*Supplied data*.
━━━━━━━━━━━━━━━━━━━━━━━━━━━━━━

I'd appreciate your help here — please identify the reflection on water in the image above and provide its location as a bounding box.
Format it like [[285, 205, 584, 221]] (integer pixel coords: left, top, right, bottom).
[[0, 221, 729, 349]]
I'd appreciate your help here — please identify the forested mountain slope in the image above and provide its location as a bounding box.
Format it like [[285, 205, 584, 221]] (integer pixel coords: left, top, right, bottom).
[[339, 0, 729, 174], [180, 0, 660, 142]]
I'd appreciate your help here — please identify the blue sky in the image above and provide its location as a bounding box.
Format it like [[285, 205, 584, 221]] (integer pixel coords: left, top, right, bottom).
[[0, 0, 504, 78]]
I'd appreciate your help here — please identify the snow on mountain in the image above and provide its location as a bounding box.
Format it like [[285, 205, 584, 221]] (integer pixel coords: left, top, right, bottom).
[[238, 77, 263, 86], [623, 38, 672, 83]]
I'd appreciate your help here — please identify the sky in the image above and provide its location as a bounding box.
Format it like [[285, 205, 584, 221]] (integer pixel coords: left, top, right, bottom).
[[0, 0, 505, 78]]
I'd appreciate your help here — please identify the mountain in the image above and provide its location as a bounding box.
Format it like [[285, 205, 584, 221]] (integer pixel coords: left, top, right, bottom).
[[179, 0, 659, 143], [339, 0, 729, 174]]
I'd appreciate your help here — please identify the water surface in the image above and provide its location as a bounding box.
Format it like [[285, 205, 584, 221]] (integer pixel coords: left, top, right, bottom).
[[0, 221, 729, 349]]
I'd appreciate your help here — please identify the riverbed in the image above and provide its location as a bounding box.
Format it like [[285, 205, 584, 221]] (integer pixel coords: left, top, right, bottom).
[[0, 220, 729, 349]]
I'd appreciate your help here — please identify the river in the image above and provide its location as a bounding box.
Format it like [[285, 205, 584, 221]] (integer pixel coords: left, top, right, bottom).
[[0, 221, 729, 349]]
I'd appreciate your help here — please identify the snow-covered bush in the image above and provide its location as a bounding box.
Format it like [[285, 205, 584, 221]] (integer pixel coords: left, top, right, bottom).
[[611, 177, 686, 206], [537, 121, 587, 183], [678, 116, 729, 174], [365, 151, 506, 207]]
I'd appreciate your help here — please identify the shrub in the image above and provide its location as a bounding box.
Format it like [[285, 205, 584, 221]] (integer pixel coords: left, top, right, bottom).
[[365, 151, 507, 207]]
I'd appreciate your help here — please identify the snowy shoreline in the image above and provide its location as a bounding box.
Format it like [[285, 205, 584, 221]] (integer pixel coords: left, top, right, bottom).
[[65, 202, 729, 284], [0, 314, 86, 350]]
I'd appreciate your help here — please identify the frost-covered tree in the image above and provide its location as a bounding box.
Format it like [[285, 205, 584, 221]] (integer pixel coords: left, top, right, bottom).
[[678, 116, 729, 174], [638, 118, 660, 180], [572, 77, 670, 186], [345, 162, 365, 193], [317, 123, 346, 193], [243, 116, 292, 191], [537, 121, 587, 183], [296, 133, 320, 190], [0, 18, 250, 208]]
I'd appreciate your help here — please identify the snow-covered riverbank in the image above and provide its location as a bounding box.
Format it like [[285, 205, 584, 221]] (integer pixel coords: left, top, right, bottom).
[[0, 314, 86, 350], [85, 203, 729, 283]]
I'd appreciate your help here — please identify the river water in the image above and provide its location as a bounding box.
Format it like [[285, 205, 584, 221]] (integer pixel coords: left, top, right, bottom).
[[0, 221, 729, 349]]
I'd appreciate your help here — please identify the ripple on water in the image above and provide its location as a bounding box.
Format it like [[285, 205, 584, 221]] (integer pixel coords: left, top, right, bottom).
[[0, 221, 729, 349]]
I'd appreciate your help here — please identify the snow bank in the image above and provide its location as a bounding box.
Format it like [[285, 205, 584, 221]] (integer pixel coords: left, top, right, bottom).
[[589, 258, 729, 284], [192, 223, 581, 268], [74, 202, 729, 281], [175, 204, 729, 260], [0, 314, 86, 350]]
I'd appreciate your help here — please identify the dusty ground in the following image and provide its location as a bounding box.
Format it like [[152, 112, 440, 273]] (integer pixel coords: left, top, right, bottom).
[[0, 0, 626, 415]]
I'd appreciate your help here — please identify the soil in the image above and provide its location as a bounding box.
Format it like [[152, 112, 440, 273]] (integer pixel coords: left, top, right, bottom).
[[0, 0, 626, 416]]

━━━━━━━━━━━━━━━━━━━━━━━━━━━━━━

*Task to complete*.
Only the lines from the one containing "I'd appreciate your help here — please identify the snowy" through the end of the entries above belong in the answer; repeat them exactly.

*Correct output*.
I'd appreciate your help here — please identify the snowy shoreline in the image above and provide its location as a bounding box.
Format it like [[285, 205, 584, 221]] (integer pixel coords: left, top, right, bottom).
[[65, 202, 729, 284], [0, 314, 86, 350]]
I'd appreciate your help here — please identify the frost-covered tree in the image above and provide its location as a bounding box.
Format it like [[285, 205, 584, 221]] (integer pixel coords: left, top, right, bottom).
[[678, 116, 729, 174], [638, 118, 660, 180], [572, 77, 670, 186], [345, 162, 365, 193], [317, 123, 346, 193], [243, 116, 292, 191], [537, 121, 587, 183], [296, 133, 320, 190], [0, 18, 250, 208]]
I'd appreciate your help here — please identify the snow-covered riverbank in the image above and provide its location as a bounding box.
Format it like [[285, 205, 584, 221]] (integer pixel coords: left, top, right, bottom).
[[0, 314, 86, 350], [85, 203, 729, 283]]
I'd appreciate your help here — please identify the river water in the image above and provide its location as a bounding box.
Format it like [[285, 205, 584, 221]] (integer pixel coords: left, top, right, bottom).
[[0, 221, 729, 349]]
I'd appreciate your help here — please identify the ripple on water in the image above and provide its location as a bounding box.
Format it like [[285, 205, 584, 221]] (integer pixel coords: left, top, right, bottom).
[[0, 221, 729, 349]]
I'd appreciate your help here — please identify the snow bank in the image above and provide its location as a bounding box.
Format it like [[285, 205, 584, 221]] (integer pixel coords: left, top, right, bottom).
[[589, 258, 729, 284], [192, 223, 581, 268], [74, 202, 729, 281], [175, 204, 729, 260], [0, 314, 86, 350]]
I'd appreciate your help here — please identify the dusty ground in the following image and provide its location as a bounding box.
Format it like [[152, 112, 440, 273]] (integer pixel coords: left, top, right, bottom).
[[0, 0, 626, 415]]
I'd appreciate your help here — please identify the soil in the image above and provide its location as a bounding box.
Format it like [[152, 112, 440, 273]] (integer pixel coords: left, top, right, bottom).
[[0, 0, 626, 416]]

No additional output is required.